== WHAT YOU HAVE TO DO ==
The records that follow are to be repeated exactly, with no pictures carried over.

*** Opening of THE DATA ***

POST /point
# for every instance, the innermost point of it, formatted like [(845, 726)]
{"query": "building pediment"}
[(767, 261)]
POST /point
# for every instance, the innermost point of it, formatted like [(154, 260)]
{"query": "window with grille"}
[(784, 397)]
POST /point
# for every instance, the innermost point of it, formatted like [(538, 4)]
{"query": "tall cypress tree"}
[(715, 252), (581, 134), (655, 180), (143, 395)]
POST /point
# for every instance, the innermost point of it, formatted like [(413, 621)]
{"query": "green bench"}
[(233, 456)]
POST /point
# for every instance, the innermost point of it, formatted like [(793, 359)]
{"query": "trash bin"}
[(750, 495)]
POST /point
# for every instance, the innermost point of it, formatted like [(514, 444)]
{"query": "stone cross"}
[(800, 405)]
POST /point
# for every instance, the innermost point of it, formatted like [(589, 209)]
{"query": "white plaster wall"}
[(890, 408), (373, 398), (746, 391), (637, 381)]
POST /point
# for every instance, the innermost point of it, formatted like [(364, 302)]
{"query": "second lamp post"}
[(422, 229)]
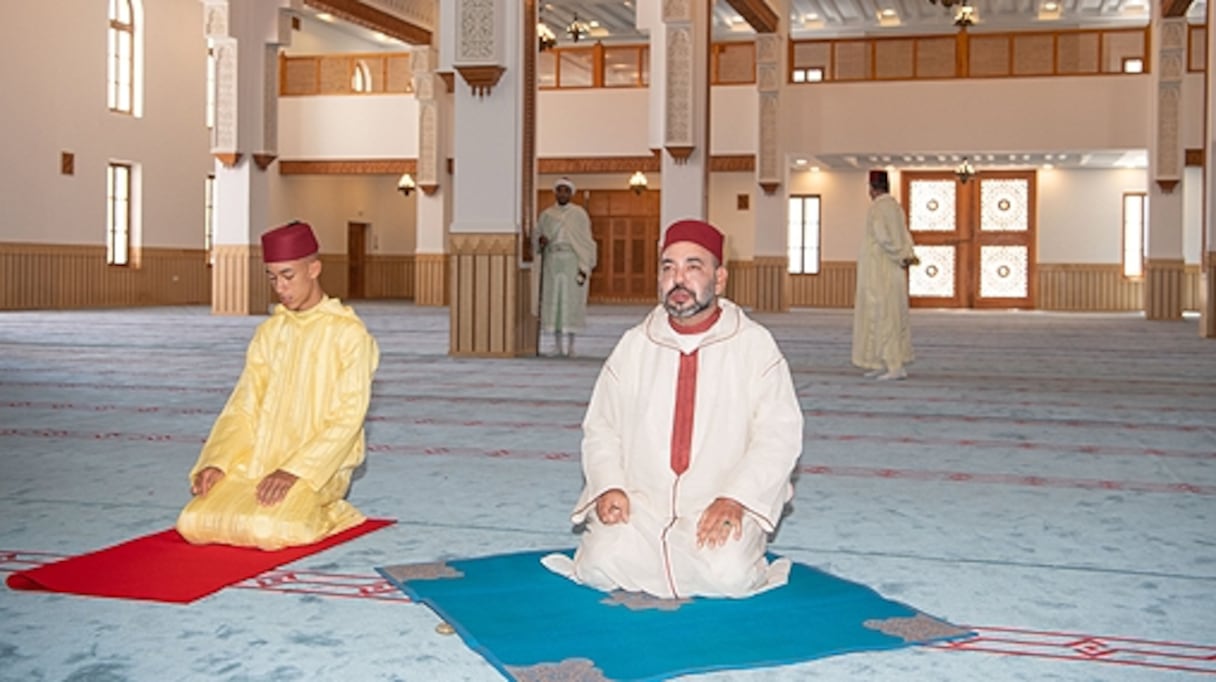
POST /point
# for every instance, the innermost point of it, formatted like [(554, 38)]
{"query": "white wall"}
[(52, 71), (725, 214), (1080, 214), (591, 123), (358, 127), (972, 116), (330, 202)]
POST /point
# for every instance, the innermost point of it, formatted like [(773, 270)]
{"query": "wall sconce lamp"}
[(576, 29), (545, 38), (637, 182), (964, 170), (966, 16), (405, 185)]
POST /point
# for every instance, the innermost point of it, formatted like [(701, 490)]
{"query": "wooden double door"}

*** Close of THE DATA ***

== EXERCISE OUTPUT ==
POST /point
# for every instance, the innermost point of it, formatted like [(845, 726)]
{"query": "building pediment"}
[(767, 261)]
POST /point
# for every instance, the innermost point of it, formatted like [(154, 260)]
{"query": "window with grille"}
[(784, 397)]
POST /point
# for every instance, the innermost point of it, formatted like [(538, 4)]
{"query": "tall cypress tree"}
[(715, 252), (581, 134), (655, 180), (143, 395)]
POST /point
# for every instance, the innermost point of it, formatted like [(413, 621)]
{"query": "green bench"}
[(233, 456)]
POST /point
# for every instance, the innermost point of it, formatted like [(793, 359)]
{"query": "trash bin"}
[(750, 495)]
POST /point
# for every instance, the innermost point of it, formatted like [(514, 444)]
{"query": "stone cross"}
[(800, 405)]
POST /point
# for every instance, the innermost point of it, formatted like [(589, 209)]
{"query": "white plaster wall"}
[(890, 408), (373, 398), (746, 391), (637, 381)]
POST /point
# for every instance, the innermost point of it, formatted like [(364, 302)]
{"query": "second lamp post"}
[(422, 229)]
POST /point
# for every instance, the innermost point of it, formatted like [(554, 38)]
{"query": "white wall"}
[(52, 71), (725, 214), (1080, 214), (591, 123), (358, 127), (972, 116), (330, 202)]
POST /point
# for every instance, the innermost point of it, formatted like [(773, 270)]
{"query": "wall sconce lamp"}
[(576, 29), (545, 38), (637, 182), (964, 170), (966, 16), (405, 185)]
POST /point
# for every instance, the innermost point of it, formatted like [(701, 490)]
{"query": "wooden double door"}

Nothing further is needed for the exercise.